▶ WRITTEN PROBLEM:
Please repeat each of the items below word for word, changing nothing.

- - -

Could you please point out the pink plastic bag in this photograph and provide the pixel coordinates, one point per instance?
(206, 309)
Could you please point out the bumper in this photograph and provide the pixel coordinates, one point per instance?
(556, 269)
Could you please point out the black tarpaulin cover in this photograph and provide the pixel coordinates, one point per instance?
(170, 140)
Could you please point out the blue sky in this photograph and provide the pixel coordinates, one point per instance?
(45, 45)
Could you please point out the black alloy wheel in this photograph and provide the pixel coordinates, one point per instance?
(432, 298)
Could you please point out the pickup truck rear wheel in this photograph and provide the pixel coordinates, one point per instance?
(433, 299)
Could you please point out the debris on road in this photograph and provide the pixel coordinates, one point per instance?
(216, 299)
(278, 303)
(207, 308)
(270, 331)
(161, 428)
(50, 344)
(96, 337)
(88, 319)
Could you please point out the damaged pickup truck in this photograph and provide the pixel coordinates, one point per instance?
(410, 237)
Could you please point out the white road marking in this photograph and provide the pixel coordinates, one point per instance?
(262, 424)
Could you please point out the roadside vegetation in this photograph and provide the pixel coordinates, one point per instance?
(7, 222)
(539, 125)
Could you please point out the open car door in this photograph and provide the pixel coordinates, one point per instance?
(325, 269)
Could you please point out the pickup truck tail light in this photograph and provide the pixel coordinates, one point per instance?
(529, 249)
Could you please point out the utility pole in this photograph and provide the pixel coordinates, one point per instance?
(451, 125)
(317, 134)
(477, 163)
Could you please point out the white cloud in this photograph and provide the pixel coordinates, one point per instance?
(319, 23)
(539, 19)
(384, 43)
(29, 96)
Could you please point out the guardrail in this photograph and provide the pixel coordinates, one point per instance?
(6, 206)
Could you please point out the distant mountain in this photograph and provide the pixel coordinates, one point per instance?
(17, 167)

- - -

▶ ANSWER TO THIS EXERCISE:
Could you please point out the pink plastic bag in this photograph and provide the pixel coordinates, one point per instance?
(206, 309)
Could you please point out the bumper in this photograph and provide the pixel coordinates, one point per instance?
(556, 269)
Could you please point out the black tarpaulin cover in this photograph and provide the pixel coordinates, one point per instance?
(170, 140)
Could you please point out the blue sky in this photograph and provide the pixel coordinates, one point per instance?
(45, 45)
Could you please point out the black alloy wheel in this photograph and provide the pixel coordinates, one point per instance?
(432, 298)
Could you please point out the pickup truck rear wheel in this photograph and provide the pixel coordinates, one point per instance?
(433, 299)
Could you please point out the debris on road in this photograph and provide the pixel coordinates, one point per instance?
(216, 299)
(278, 303)
(207, 308)
(270, 331)
(161, 428)
(50, 344)
(96, 337)
(88, 319)
Could you please point out the damaged pickup truck in this photograph and provide the pixel coordinates, one point per instance?
(410, 237)
Could you please point out the white road marking in this photograph and provide the pixel coordinates, one point per instance?
(262, 424)
Could you please point out the roadside vegetation in this photograph and provide the pixel coordinates, one point per instance?
(7, 222)
(539, 125)
Could you please point out the open car door in this photograph and provide the pixel coordinates, one point per instance?
(325, 269)
Could you please point out the pickup truck tail light in this photograph and provide the pixel coordinates, one point per instance?
(529, 249)
Could you please point out the utility pole in this photograph and provide the pixel coordinates, one point per instance?
(451, 125)
(317, 134)
(477, 163)
Could you please point out the white cloud in this photograph and provide the pixel coordinates, one point per instance?
(319, 23)
(539, 19)
(384, 43)
(29, 96)
Could you please point out the guardrail in this photograph and provide the pixel coordinates, one point per instance?
(6, 206)
Could you please point out the distant mountain in this photograph and provide the pixel coordinates, one point per instance?
(17, 167)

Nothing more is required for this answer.